Exercise task ▸
Will you quote only the lines starting at the one that contains "If you could drop a marker on the green" and ending with the last line of the listing below, inclusive?

[Records]

-*-*-

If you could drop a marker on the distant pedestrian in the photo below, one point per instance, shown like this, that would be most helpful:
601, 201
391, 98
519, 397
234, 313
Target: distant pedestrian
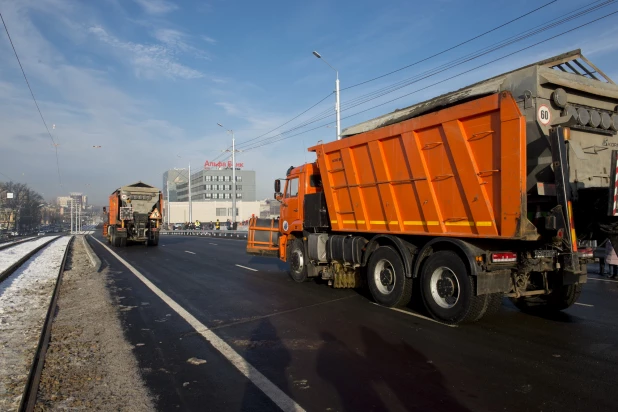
611, 259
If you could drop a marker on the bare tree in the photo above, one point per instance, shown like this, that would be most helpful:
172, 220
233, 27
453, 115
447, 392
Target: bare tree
23, 210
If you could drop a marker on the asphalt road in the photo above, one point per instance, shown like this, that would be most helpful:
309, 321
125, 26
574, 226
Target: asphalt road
333, 350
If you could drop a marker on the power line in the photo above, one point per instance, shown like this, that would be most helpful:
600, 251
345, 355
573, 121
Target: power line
294, 118
442, 81
321, 114
33, 98
451, 48
6, 176
432, 72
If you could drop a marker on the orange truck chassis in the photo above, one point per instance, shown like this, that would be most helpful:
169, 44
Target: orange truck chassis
444, 201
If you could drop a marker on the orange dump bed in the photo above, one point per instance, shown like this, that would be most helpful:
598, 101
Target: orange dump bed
457, 172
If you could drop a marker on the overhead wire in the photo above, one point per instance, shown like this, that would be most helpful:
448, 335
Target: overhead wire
450, 48
33, 98
441, 81
514, 39
321, 114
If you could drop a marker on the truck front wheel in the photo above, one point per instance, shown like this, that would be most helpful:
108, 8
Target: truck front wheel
297, 261
448, 290
387, 281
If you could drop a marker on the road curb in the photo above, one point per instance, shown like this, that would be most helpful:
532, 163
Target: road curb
94, 259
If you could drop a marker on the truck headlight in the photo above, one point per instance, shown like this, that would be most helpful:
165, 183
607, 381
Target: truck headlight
606, 121
560, 97
595, 118
583, 116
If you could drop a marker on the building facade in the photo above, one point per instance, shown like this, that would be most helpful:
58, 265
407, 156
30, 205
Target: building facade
171, 179
211, 211
215, 185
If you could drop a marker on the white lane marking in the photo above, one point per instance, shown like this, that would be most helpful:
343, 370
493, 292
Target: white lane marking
416, 315
283, 312
603, 280
270, 389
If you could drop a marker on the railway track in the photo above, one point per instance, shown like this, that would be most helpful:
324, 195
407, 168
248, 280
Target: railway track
25, 259
7, 245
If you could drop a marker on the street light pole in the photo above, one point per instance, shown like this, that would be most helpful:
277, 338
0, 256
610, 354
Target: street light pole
337, 106
190, 201
167, 205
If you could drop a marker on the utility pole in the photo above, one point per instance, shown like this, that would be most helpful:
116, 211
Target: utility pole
190, 204
167, 206
337, 107
233, 174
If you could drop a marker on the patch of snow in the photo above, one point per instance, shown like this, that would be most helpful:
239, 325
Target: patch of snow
13, 254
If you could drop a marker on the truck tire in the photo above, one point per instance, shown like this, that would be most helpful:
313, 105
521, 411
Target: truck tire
559, 299
298, 261
153, 242
448, 290
386, 278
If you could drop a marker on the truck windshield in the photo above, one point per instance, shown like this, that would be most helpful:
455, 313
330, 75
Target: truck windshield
291, 189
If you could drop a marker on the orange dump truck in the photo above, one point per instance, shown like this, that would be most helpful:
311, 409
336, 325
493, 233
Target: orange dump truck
451, 198
134, 215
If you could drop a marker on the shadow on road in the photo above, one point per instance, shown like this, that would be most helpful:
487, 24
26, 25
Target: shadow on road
263, 340
382, 376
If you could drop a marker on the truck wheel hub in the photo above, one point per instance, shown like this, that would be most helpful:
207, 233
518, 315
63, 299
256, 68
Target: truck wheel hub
297, 261
446, 287
386, 277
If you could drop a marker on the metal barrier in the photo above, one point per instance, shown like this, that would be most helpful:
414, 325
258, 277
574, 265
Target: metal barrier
230, 234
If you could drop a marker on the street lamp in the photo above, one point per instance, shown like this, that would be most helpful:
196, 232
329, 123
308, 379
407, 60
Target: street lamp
190, 203
233, 175
337, 111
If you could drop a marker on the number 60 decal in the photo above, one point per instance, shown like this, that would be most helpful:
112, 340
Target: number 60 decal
544, 115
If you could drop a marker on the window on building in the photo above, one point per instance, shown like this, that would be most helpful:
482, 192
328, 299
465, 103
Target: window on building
292, 188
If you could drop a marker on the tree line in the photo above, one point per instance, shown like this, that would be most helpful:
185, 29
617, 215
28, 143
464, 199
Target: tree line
22, 211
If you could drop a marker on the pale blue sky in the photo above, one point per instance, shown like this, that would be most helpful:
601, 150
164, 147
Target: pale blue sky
148, 80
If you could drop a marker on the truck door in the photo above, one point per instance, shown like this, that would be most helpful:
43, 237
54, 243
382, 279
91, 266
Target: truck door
290, 206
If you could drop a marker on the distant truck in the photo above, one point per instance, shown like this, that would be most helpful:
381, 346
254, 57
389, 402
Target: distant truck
476, 194
134, 215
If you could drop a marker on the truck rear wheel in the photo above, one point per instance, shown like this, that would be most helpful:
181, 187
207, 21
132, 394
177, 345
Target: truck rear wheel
387, 281
297, 260
449, 291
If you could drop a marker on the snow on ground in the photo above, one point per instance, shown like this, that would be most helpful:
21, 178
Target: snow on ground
13, 254
24, 299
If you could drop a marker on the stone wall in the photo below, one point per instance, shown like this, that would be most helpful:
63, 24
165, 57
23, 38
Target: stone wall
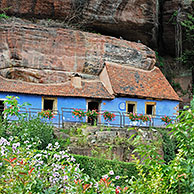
105, 142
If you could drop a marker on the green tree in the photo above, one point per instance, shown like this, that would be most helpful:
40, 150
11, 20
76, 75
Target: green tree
187, 57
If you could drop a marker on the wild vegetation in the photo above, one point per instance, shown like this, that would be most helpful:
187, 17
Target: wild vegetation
27, 165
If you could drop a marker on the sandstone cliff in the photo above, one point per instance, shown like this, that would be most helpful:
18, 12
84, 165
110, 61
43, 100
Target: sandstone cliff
42, 54
150, 22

-*-*-

Exercise solution ▸
If you could drop a marker on the green tree in the photo above, one point per instance, shown like this, that would be most helpful:
40, 150
11, 20
76, 75
Target: green tree
187, 57
If you could drop a marker on the wild vegetation in the photo above, one point per instance, shown like this, that would be most helpful:
187, 17
Target: wild vegetation
27, 165
If you could drop a marker on the sandstone cliff in the photo above, one point per instance, shown like this, that would be most helpful:
18, 12
84, 165
110, 61
43, 100
Target: sandstone cliff
42, 54
150, 22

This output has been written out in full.